:: BRIEF ::
Take every line from the data that has the word "fishing" in it.

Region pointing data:
++++

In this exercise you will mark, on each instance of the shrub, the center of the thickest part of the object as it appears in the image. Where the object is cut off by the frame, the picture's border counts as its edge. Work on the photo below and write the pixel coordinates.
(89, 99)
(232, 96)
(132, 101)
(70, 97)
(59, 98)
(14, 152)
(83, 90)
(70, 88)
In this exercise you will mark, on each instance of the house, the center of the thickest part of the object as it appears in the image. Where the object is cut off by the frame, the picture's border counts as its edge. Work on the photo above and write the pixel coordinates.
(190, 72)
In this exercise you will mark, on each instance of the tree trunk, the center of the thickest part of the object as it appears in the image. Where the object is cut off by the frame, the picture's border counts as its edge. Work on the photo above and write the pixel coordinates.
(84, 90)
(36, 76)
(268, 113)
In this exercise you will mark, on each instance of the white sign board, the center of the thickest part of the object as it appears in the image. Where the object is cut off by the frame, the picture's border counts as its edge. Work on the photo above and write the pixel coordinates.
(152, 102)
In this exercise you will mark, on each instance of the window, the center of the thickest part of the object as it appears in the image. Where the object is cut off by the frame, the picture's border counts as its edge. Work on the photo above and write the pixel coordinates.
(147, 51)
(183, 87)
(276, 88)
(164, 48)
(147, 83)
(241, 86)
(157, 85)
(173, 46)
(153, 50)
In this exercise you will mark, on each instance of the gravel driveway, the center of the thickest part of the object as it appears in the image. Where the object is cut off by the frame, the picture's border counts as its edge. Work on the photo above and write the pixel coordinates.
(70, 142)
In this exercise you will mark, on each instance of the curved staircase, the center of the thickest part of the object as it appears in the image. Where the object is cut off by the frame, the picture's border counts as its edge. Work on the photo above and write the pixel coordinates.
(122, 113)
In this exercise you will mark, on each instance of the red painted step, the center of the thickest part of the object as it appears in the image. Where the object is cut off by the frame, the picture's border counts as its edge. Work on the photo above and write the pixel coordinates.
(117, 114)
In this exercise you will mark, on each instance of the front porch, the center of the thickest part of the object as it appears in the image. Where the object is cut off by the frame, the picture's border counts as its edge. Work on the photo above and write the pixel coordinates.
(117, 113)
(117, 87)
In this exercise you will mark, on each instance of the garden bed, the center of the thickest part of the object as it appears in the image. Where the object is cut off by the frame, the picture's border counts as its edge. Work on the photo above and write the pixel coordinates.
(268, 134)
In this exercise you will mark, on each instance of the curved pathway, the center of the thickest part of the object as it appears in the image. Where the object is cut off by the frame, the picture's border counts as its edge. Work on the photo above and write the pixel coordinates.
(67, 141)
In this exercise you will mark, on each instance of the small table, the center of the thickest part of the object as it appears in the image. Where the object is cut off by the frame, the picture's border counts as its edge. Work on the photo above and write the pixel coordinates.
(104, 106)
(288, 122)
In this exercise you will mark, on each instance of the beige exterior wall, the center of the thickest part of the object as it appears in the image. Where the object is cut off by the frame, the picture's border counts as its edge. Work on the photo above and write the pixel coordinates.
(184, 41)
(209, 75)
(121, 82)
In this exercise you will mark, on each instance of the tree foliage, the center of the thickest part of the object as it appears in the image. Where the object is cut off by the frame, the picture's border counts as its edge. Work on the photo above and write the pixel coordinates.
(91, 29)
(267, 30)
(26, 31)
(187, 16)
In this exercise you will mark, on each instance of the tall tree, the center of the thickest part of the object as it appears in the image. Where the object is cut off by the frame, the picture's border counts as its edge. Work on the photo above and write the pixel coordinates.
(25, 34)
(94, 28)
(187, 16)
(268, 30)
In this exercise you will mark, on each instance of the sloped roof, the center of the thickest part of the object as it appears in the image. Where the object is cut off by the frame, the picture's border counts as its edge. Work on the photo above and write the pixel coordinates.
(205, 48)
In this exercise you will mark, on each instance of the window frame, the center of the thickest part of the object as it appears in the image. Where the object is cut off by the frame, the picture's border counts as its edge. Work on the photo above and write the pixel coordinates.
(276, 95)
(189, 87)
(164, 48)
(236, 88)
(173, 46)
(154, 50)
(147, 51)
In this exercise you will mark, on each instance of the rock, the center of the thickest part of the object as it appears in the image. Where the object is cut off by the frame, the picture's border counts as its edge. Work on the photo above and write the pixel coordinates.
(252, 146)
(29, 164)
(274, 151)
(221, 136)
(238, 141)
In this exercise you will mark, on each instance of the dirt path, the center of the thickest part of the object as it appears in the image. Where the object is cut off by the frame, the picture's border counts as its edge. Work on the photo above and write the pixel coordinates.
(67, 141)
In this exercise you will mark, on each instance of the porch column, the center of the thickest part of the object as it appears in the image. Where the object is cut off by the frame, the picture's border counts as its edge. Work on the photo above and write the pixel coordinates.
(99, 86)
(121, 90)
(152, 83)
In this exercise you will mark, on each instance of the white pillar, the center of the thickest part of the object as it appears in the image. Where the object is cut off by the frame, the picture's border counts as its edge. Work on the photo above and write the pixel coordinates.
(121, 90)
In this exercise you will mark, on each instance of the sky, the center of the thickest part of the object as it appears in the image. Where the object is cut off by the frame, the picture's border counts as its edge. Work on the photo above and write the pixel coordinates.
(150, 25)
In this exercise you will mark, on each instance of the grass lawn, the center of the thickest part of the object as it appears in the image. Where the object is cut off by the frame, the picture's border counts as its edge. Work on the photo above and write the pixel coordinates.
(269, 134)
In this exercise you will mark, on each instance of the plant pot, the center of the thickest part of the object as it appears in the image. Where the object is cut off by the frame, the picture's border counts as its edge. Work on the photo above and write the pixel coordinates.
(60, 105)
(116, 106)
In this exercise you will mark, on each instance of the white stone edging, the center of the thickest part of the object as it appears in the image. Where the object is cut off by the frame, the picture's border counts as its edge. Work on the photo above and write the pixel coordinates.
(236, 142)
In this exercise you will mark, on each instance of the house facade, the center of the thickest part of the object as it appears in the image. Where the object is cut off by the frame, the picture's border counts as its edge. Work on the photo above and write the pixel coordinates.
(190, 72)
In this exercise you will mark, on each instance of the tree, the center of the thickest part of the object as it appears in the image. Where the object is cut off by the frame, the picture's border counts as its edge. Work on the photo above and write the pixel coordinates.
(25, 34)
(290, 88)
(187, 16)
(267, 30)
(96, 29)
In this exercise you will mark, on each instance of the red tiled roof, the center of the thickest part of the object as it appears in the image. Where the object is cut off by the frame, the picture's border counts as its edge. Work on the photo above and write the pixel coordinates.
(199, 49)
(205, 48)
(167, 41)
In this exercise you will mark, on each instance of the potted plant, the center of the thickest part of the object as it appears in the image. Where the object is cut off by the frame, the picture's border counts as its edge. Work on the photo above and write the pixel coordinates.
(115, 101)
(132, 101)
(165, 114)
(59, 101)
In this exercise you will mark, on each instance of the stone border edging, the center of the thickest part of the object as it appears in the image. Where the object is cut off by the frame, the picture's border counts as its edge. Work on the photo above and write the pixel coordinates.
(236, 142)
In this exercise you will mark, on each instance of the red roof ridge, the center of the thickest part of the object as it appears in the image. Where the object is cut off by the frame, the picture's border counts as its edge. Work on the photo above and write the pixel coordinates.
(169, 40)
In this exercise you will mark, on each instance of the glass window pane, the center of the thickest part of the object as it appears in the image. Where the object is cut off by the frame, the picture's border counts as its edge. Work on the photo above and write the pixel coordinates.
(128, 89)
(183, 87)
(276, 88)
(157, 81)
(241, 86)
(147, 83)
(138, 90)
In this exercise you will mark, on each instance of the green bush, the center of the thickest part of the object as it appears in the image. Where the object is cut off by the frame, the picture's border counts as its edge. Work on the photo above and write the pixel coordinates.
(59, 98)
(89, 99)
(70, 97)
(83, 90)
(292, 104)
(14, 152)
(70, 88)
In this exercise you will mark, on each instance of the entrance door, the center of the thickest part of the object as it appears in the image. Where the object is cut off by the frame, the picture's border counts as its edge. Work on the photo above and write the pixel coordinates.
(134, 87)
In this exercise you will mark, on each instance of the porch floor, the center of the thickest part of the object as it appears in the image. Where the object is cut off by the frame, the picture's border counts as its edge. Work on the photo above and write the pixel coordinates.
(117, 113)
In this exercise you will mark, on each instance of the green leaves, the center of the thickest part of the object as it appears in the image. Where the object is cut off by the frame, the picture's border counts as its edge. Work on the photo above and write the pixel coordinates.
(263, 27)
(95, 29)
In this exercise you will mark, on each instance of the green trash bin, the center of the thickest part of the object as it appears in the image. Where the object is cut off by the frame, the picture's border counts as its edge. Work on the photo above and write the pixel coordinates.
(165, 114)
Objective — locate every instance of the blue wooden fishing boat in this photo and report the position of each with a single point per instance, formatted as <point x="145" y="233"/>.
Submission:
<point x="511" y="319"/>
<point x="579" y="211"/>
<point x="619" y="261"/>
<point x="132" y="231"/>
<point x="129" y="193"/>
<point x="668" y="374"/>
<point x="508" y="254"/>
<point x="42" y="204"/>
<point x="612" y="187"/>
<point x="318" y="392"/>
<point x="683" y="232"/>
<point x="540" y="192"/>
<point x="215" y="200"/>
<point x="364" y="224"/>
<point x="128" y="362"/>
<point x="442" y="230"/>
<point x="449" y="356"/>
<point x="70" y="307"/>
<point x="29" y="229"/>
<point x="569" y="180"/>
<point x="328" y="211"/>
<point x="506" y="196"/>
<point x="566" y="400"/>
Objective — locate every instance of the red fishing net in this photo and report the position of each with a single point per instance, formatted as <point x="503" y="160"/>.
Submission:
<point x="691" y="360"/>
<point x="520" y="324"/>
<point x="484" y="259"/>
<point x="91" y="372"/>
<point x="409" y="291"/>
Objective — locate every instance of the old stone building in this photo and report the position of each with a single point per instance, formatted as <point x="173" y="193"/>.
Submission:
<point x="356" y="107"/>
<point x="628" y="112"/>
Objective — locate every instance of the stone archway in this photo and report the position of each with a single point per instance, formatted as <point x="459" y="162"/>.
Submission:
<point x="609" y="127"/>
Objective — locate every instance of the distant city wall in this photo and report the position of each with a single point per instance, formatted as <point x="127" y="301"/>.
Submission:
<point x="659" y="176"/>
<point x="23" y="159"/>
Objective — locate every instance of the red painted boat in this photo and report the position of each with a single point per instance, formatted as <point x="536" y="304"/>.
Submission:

++++

:: EXPECTED OUTPUT ::
Objective — locate every instance of the blue wooden fishing boat in this photo and report the position of each with a single point per instance, formatted as <point x="145" y="233"/>.
Objective — locate every instance of the red fishing net in this photo and report the position of each with a single point per instance, formatted as <point x="503" y="160"/>.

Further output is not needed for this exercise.